- Task to carry out:
Search for the word "wooden" in the entries. Each line that holds it should be copied.

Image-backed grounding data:

::::::

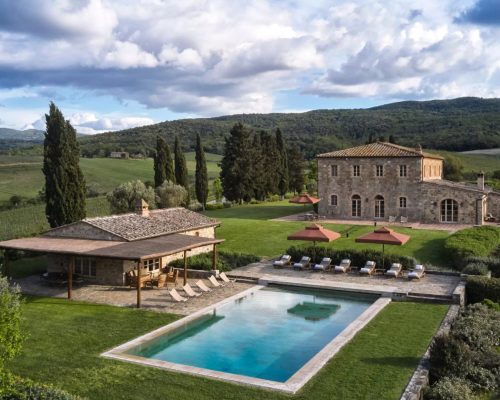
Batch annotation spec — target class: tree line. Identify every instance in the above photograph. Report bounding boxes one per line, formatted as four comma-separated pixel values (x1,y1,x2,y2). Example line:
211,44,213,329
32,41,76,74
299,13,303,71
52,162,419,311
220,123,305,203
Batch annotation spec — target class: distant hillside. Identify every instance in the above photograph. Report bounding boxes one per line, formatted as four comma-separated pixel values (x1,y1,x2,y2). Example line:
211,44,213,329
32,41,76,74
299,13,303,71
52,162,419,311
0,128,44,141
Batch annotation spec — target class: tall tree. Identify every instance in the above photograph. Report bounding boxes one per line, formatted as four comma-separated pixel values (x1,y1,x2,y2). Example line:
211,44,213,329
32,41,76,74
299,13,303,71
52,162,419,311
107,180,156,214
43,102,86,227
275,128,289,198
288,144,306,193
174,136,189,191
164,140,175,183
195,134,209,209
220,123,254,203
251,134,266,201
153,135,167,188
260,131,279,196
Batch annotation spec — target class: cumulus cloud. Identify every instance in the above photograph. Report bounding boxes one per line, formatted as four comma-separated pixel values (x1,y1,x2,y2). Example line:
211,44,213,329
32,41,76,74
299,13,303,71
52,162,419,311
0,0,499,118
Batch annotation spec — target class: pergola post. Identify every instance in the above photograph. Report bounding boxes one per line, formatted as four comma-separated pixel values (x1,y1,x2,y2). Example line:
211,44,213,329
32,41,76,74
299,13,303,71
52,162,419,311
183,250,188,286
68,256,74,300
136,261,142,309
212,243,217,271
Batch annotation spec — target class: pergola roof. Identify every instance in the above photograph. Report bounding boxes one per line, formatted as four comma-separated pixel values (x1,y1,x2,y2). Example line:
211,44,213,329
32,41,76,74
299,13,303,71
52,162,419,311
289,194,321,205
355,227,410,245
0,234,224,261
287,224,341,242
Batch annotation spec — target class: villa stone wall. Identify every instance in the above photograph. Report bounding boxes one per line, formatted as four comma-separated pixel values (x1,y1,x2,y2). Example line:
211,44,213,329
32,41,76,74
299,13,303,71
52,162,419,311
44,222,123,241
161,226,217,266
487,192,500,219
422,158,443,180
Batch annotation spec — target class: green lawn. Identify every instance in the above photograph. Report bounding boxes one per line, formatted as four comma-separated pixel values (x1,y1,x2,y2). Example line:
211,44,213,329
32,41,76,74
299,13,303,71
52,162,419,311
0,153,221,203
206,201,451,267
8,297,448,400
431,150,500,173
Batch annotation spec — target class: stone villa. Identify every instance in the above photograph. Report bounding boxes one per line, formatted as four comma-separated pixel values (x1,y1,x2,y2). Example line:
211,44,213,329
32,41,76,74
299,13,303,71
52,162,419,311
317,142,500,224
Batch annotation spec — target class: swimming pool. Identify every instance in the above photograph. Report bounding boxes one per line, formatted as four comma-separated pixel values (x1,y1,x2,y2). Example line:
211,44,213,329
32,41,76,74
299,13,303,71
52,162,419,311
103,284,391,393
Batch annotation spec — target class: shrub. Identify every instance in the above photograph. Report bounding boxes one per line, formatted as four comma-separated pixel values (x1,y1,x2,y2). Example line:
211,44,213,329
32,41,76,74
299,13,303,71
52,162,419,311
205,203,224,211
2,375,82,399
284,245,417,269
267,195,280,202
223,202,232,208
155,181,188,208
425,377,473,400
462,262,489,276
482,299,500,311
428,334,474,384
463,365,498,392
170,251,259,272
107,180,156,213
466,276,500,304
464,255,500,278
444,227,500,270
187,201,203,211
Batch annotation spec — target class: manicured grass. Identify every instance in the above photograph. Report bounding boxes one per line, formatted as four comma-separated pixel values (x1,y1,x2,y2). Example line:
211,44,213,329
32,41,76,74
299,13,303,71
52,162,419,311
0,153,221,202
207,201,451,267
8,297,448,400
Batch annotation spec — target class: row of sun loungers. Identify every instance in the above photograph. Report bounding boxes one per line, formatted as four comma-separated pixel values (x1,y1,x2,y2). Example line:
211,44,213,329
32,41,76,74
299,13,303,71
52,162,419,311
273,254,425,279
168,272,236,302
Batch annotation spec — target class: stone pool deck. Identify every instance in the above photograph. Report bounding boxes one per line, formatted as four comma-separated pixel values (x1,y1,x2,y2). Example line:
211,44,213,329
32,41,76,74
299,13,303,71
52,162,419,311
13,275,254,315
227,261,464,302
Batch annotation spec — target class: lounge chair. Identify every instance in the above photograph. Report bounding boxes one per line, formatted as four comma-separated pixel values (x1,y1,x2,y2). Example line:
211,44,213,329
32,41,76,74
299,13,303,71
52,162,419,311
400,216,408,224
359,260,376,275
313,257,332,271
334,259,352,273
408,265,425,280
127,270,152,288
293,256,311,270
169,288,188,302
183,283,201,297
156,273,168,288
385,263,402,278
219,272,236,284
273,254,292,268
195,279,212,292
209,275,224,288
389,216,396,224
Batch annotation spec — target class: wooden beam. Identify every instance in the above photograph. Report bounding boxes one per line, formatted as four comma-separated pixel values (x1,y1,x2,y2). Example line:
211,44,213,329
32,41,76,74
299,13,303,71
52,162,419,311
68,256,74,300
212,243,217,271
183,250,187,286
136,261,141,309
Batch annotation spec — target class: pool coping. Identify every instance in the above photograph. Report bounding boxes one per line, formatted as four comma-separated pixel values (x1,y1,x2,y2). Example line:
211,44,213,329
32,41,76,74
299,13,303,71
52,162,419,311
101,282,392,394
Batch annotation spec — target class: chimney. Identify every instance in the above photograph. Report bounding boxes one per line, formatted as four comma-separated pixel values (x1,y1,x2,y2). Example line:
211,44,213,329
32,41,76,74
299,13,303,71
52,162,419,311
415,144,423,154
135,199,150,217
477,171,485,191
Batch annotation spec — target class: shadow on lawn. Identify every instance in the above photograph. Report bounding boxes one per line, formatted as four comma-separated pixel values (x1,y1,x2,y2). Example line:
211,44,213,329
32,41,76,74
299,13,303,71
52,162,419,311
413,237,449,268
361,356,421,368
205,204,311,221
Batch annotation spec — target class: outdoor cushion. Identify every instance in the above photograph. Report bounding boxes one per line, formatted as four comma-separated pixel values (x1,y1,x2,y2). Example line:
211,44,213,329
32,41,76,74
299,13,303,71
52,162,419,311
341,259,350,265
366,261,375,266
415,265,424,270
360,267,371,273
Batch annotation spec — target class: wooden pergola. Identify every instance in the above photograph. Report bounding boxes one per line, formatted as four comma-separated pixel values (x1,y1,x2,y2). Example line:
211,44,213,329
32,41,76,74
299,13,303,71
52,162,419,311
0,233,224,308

::::::

- Expected answer:
Batch annotation spec — target class: wooden beam. Identify every instance in the above photograph. Report bounding boxes one per line, formatted as four comma-separated pixel values (x1,y1,x2,y2). Example line:
Batch annotation spec — target class: wooden pergola. Identify every instance in the above photograph. Report bounding boxes one per line, formatted as four comma-separated pixel values (x1,y1,x2,y2). Example line:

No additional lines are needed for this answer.